Parts of the exercise
**A)** Revise the appellate decision from "Siben & Siben" to "complaint is denied.", replacing "Suffolk County" with "Nassau County".
**B)** In the appellate decision, on what date was the Supreme Court order that the plaintiff appeals from dated?

*** Excerpted passage ***

Appellate Division, Second Department

[*1]

Maria Buestan, Appellant,

v

Tiff Real Property, Inc., Respondent.

Siben & Siben LLP, Bay Shore, NY (Alan G. Faber of counsel), for appellant.

Brody, O’Connor & O’Connor, Northport, NY (Joseph O’Connor and Aisha K. Brosnan), for respondent.

In an action to recover damages for personal injuries, the plaintiff appeals from an order of the Supreme Court, Suffolk County (Carmen Victoria St. George, J.), dated January 16, 2020. The order granted the defendant’s motion for summary judgment dismissing the complaint.

Ordered that the order is reversed, on the law, with costs, and the defendant’s motion for summary judgment dismissing the complaint is denied.

*** Provided data ***

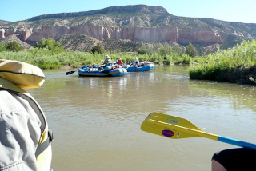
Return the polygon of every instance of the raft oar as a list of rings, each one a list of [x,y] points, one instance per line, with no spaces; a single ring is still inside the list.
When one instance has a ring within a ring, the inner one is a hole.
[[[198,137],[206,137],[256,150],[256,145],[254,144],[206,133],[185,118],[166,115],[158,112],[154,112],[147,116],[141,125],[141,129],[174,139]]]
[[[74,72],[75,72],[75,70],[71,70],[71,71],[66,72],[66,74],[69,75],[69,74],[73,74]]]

***
*** Provided data ***

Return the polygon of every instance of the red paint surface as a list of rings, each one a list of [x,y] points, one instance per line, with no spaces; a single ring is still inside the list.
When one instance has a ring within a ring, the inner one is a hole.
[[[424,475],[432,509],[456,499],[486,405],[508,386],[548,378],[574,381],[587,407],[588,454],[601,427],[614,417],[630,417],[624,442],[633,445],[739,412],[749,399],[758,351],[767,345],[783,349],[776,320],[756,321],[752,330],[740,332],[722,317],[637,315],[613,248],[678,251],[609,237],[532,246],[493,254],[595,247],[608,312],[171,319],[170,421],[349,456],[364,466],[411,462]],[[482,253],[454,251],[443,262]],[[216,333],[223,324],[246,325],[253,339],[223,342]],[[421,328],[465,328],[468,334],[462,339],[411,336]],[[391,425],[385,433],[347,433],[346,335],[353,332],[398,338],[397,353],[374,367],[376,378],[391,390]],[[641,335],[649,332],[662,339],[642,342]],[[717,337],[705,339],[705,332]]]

***

Results by task
**A)**
Siben & Siben LLP, Bay Shore, NY (Alan G. Faber of counsel), for appellant.

Brody, O’Connor & O’Connor, Northport, NY (Joseph O’Connor and Aisha K. Brosnan), for respondent.

In an action to recover damages for personal injuries, the plaintiff appeals from an order of the Supreme Court, Nassau County (Carmen Victoria St. George, J.), dated January 16, 2020. The order granted the defendant’s motion for summary judgment dismissing the complaint.

Ordered that the order is reversed, on the law, with costs, and the defendant’s motion for summary judgment dismissing the complaint is denied.

**B)** January 16, 2020